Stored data

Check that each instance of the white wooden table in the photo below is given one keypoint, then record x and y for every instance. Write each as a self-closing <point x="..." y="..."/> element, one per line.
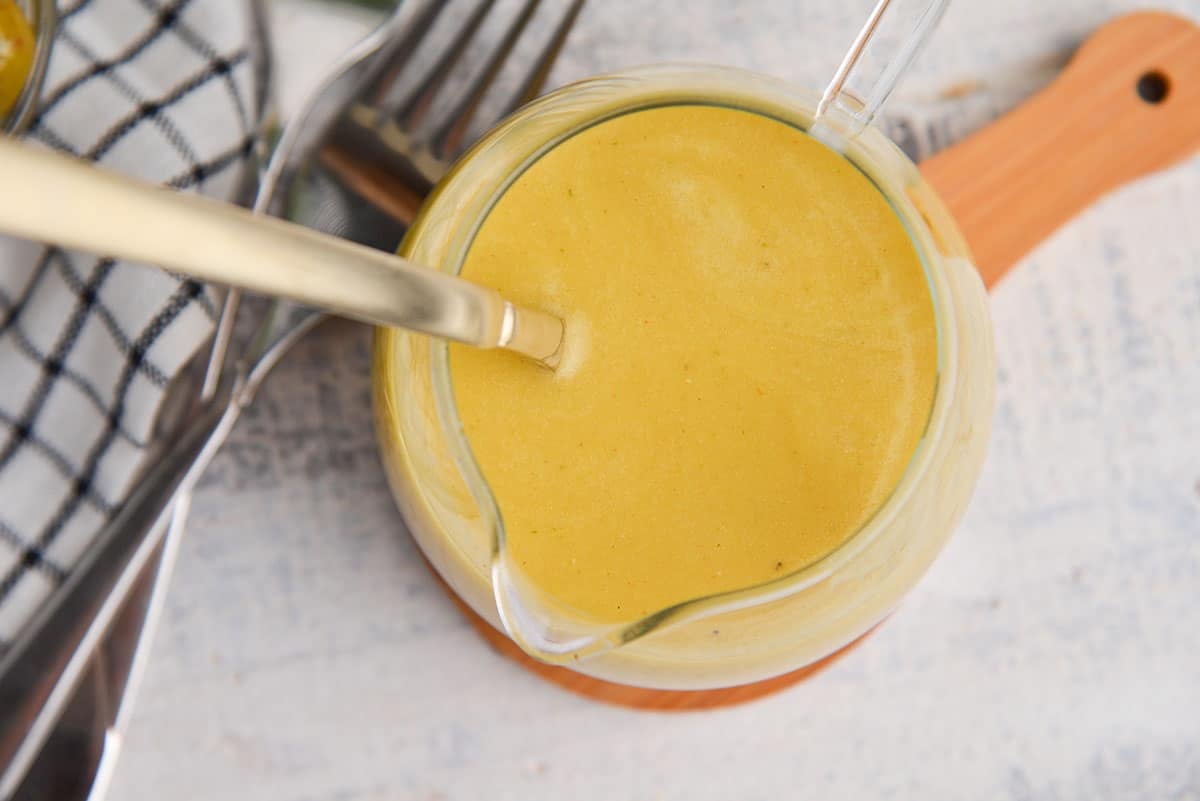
<point x="1053" y="651"/>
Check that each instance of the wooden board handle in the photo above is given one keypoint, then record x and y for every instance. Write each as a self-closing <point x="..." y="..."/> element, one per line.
<point x="1126" y="106"/>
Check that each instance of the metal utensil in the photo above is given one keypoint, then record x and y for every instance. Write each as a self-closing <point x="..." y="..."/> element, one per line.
<point x="40" y="673"/>
<point x="70" y="203"/>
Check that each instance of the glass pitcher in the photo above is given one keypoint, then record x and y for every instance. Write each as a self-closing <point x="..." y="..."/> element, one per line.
<point x="754" y="632"/>
<point x="41" y="18"/>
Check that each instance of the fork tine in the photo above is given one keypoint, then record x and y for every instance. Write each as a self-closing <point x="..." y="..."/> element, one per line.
<point x="400" y="50"/>
<point x="405" y="106"/>
<point x="449" y="130"/>
<point x="531" y="86"/>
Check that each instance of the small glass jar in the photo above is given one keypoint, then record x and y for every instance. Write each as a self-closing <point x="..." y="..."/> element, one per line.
<point x="731" y="638"/>
<point x="42" y="18"/>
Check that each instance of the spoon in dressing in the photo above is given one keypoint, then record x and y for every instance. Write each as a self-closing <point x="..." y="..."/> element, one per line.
<point x="54" y="198"/>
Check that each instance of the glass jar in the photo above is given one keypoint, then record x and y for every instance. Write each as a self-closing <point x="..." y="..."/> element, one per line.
<point x="731" y="638"/>
<point x="42" y="18"/>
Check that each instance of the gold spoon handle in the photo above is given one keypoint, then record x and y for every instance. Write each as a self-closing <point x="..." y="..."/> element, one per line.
<point x="54" y="198"/>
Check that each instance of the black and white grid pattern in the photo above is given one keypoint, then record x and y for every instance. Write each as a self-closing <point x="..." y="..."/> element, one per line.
<point x="162" y="90"/>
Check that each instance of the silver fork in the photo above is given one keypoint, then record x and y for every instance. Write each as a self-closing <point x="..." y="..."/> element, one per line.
<point x="357" y="161"/>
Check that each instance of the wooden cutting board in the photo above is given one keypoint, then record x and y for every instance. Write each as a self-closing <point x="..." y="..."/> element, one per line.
<point x="1128" y="104"/>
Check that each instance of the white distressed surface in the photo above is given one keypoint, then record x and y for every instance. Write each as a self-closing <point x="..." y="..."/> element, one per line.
<point x="1053" y="652"/>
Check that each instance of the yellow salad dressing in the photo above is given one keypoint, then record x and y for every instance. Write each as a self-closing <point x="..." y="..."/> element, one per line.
<point x="751" y="359"/>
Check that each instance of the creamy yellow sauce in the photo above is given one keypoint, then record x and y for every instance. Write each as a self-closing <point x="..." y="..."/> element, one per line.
<point x="751" y="359"/>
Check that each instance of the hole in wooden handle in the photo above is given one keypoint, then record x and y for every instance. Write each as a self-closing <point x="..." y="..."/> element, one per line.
<point x="1153" y="88"/>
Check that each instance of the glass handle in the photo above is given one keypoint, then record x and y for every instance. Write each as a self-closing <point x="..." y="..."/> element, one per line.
<point x="885" y="47"/>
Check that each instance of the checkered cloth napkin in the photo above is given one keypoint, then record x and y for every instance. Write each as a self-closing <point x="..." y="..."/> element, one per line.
<point x="166" y="91"/>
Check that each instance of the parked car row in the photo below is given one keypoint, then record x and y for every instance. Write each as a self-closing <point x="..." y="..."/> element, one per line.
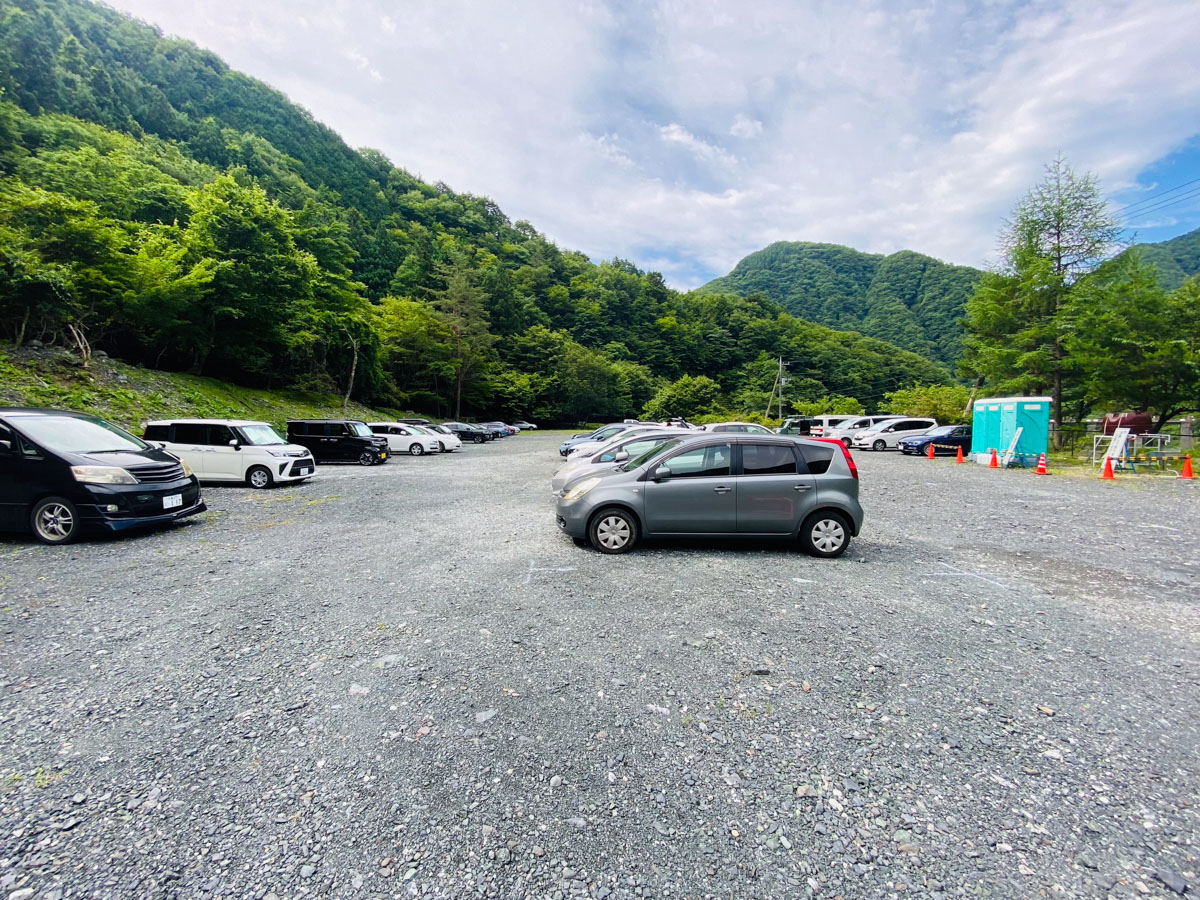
<point x="643" y="480"/>
<point x="64" y="473"/>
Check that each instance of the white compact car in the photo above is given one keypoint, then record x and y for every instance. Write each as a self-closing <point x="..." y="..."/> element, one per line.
<point x="233" y="450"/>
<point x="448" y="442"/>
<point x="406" y="438"/>
<point x="886" y="435"/>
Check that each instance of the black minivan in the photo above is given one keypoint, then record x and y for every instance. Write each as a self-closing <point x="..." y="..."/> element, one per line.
<point x="64" y="473"/>
<point x="339" y="441"/>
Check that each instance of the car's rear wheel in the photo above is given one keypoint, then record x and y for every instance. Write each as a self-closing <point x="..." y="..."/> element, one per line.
<point x="259" y="477"/>
<point x="54" y="520"/>
<point x="825" y="534"/>
<point x="613" y="531"/>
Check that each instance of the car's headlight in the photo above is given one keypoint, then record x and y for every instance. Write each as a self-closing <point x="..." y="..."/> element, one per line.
<point x="102" y="475"/>
<point x="581" y="489"/>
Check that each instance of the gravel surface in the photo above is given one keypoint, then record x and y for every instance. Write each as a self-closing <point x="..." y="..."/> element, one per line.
<point x="403" y="681"/>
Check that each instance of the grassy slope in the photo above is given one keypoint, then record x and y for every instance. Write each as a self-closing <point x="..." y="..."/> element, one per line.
<point x="130" y="396"/>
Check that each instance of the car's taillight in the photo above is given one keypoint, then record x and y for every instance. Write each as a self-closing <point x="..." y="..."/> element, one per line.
<point x="845" y="451"/>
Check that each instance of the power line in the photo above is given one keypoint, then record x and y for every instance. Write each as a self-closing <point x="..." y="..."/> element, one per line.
<point x="1161" y="193"/>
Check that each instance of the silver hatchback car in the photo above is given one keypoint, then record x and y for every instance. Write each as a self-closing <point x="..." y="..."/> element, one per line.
<point x="720" y="485"/>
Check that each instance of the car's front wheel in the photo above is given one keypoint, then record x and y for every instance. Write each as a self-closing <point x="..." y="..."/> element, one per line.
<point x="259" y="477"/>
<point x="825" y="534"/>
<point x="54" y="520"/>
<point x="613" y="531"/>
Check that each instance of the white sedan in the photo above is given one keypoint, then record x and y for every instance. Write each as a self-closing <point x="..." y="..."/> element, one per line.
<point x="405" y="439"/>
<point x="448" y="442"/>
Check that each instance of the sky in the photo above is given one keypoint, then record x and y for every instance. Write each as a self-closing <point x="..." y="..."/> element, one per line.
<point x="683" y="135"/>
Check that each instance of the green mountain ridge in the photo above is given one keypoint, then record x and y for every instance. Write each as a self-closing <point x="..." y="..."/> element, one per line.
<point x="907" y="299"/>
<point x="181" y="216"/>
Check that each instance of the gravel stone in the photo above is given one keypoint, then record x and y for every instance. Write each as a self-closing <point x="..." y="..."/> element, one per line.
<point x="178" y="703"/>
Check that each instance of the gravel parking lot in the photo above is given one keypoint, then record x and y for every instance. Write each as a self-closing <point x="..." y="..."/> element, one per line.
<point x="403" y="681"/>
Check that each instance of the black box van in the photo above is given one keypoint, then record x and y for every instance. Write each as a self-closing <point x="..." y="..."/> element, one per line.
<point x="64" y="473"/>
<point x="339" y="441"/>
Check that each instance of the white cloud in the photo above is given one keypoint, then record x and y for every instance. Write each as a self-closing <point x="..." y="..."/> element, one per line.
<point x="877" y="125"/>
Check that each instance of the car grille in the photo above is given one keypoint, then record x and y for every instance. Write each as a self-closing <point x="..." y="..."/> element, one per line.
<point x="157" y="474"/>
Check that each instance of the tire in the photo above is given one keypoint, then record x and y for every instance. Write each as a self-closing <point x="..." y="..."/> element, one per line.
<point x="613" y="531"/>
<point x="259" y="477"/>
<point x="825" y="534"/>
<point x="54" y="520"/>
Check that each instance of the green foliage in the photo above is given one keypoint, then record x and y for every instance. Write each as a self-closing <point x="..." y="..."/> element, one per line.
<point x="945" y="402"/>
<point x="687" y="397"/>
<point x="907" y="299"/>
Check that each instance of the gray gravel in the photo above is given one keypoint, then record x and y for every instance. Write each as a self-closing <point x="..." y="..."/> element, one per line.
<point x="403" y="681"/>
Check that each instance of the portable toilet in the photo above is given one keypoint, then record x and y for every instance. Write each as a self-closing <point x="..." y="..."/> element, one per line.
<point x="997" y="420"/>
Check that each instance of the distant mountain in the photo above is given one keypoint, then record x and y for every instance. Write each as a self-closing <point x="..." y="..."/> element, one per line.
<point x="909" y="299"/>
<point x="1176" y="259"/>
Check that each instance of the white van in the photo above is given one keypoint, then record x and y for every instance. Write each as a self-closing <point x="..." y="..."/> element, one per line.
<point x="885" y="435"/>
<point x="846" y="430"/>
<point x="403" y="438"/>
<point x="233" y="450"/>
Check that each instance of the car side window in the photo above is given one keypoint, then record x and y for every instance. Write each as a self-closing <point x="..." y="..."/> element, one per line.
<point x="701" y="462"/>
<point x="220" y="435"/>
<point x="189" y="433"/>
<point x="767" y="460"/>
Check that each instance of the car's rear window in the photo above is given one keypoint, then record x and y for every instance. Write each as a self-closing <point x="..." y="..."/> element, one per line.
<point x="817" y="459"/>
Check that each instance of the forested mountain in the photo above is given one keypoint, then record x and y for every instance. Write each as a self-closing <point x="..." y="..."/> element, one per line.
<point x="911" y="300"/>
<point x="1175" y="261"/>
<point x="180" y="215"/>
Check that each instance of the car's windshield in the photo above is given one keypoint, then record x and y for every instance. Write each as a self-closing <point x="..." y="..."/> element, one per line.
<point x="636" y="462"/>
<point x="78" y="436"/>
<point x="261" y="435"/>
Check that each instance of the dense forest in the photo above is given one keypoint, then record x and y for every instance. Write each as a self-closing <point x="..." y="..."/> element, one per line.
<point x="907" y="299"/>
<point x="180" y="215"/>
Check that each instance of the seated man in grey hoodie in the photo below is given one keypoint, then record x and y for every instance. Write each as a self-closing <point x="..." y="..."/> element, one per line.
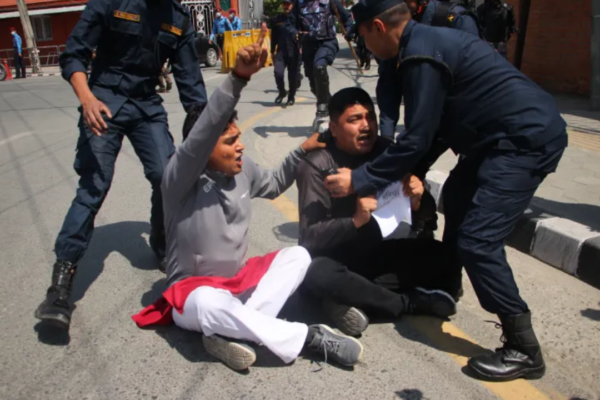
<point x="207" y="191"/>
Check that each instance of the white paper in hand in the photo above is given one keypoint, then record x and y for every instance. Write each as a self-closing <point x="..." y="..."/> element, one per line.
<point x="393" y="207"/>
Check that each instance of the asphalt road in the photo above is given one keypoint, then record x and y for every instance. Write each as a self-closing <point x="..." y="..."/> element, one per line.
<point x="108" y="357"/>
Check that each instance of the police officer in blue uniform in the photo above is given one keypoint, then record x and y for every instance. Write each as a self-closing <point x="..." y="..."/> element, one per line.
<point x="220" y="26"/>
<point x="428" y="12"/>
<point x="458" y="89"/>
<point x="287" y="54"/>
<point x="313" y="23"/>
<point x="133" y="39"/>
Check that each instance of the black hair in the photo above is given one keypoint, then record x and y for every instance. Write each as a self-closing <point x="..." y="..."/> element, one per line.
<point x="348" y="97"/>
<point x="194" y="113"/>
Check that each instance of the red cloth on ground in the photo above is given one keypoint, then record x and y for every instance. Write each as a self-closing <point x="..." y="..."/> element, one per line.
<point x="248" y="277"/>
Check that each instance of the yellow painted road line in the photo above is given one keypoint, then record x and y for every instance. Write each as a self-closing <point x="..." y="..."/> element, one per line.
<point x="447" y="338"/>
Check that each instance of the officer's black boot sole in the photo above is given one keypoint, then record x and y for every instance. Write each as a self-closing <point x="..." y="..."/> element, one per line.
<point x="530" y="373"/>
<point x="520" y="357"/>
<point x="57" y="320"/>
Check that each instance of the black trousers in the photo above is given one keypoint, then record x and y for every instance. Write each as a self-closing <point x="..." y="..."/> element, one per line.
<point x="484" y="197"/>
<point x="19" y="65"/>
<point x="281" y="62"/>
<point x="350" y="281"/>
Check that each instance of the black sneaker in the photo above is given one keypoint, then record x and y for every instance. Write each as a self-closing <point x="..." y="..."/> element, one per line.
<point x="350" y="320"/>
<point x="342" y="349"/>
<point x="280" y="97"/>
<point x="431" y="302"/>
<point x="237" y="356"/>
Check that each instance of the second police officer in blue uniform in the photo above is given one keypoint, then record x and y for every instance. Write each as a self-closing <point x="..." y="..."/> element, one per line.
<point x="133" y="39"/>
<point x="313" y="24"/>
<point x="220" y="26"/>
<point x="428" y="12"/>
<point x="287" y="54"/>
<point x="510" y="133"/>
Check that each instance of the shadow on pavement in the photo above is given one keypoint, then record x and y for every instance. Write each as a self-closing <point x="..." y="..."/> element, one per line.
<point x="591" y="314"/>
<point x="428" y="331"/>
<point x="586" y="214"/>
<point x="410" y="394"/>
<point x="123" y="237"/>
<point x="51" y="334"/>
<point x="292" y="131"/>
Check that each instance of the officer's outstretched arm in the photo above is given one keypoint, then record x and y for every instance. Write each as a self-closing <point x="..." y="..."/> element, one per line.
<point x="389" y="99"/>
<point x="84" y="38"/>
<point x="424" y="86"/>
<point x="187" y="73"/>
<point x="75" y="59"/>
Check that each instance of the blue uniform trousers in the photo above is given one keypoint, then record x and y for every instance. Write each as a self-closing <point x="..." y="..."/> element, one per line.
<point x="280" y="63"/>
<point x="317" y="54"/>
<point x="95" y="165"/>
<point x="483" y="198"/>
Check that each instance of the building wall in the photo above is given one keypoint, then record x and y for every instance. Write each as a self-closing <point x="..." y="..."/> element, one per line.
<point x="557" y="47"/>
<point x="62" y="25"/>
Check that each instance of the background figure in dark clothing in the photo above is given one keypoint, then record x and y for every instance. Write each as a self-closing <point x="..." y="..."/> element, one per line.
<point x="286" y="54"/>
<point x="498" y="21"/>
<point x="346" y="243"/>
<point x="313" y="23"/>
<point x="18" y="54"/>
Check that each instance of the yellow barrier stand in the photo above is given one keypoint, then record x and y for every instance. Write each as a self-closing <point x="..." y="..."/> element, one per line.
<point x="233" y="41"/>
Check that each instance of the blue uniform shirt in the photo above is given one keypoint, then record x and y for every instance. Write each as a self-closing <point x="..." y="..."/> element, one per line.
<point x="133" y="39"/>
<point x="220" y="26"/>
<point x="459" y="89"/>
<point x="389" y="103"/>
<point x="17" y="43"/>
<point x="282" y="38"/>
<point x="236" y="24"/>
<point x="316" y="18"/>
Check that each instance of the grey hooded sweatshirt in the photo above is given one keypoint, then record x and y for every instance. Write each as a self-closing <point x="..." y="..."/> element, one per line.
<point x="207" y="214"/>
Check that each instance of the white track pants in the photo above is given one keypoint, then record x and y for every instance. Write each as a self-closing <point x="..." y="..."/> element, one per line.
<point x="216" y="311"/>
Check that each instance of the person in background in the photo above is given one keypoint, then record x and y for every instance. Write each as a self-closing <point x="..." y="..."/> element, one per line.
<point x="286" y="54"/>
<point x="164" y="76"/>
<point x="119" y="100"/>
<point x="498" y="21"/>
<point x="220" y="26"/>
<point x="313" y="25"/>
<point x="18" y="54"/>
<point x="236" y="22"/>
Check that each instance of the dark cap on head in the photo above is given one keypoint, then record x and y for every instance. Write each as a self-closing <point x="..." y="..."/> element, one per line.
<point x="364" y="10"/>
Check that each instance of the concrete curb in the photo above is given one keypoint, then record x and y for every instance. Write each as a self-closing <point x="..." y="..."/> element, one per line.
<point x="564" y="244"/>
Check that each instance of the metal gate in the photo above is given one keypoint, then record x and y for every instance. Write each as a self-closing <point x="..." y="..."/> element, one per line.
<point x="202" y="14"/>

| Short task |
Retype the lines from the one containing "Check that each instance of the metal gate" through the last line, including both ends, character for character.

| The result |
Check that each instance of the metal gate in the photo above is given one keypoint, then record x and y for every instance. Write each as a self-closing <point x="..." y="..."/> element, one per line.
<point x="202" y="14"/>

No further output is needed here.